:: Challenge ::
Repeat every row below word for word, leaving the pictures out of your answer.

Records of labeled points

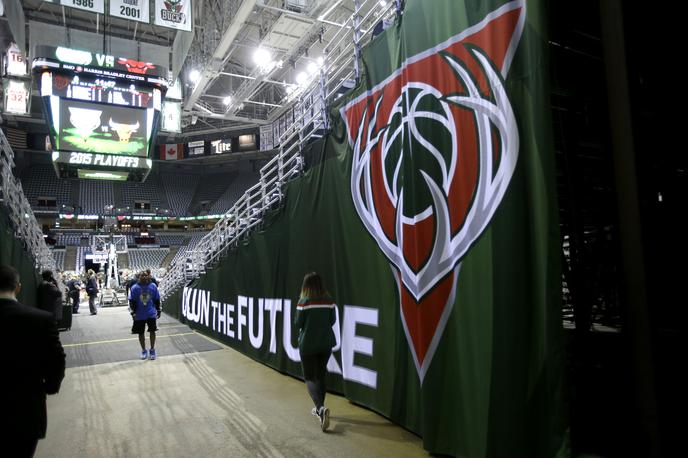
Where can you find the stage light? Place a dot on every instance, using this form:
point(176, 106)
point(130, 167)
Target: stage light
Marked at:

:: Full output ::
Where can you find the stage light? Place a dot on every instance, using this form:
point(176, 106)
point(130, 167)
Target: stage light
Marked at:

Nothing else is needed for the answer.